Pull out each line in the records below that contains the word "paved".

(Stored data entries)
-=-=-

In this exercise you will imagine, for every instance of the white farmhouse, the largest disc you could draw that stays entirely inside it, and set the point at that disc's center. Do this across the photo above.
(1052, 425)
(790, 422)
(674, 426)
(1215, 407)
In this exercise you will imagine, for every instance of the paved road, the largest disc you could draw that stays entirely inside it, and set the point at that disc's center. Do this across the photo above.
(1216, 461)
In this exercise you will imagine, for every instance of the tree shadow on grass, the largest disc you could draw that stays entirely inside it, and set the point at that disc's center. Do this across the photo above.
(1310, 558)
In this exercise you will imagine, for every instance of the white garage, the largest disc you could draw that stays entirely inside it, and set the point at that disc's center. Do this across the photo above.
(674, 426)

-=-=-

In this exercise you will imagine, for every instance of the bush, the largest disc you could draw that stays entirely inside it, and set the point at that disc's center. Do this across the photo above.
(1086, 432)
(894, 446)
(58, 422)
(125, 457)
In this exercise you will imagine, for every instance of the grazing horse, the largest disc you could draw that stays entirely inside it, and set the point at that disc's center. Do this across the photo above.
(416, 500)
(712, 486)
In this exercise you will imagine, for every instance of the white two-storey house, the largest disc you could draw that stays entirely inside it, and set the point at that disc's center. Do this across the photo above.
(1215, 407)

-=-=-

ANSWER FOR THIS EXERCISE ->
In this exercise you will imagine, for every instance of the paved road, the largest disc you could draw that stays entirely inside it, and set the point at that disc's center. Do this across the photo above.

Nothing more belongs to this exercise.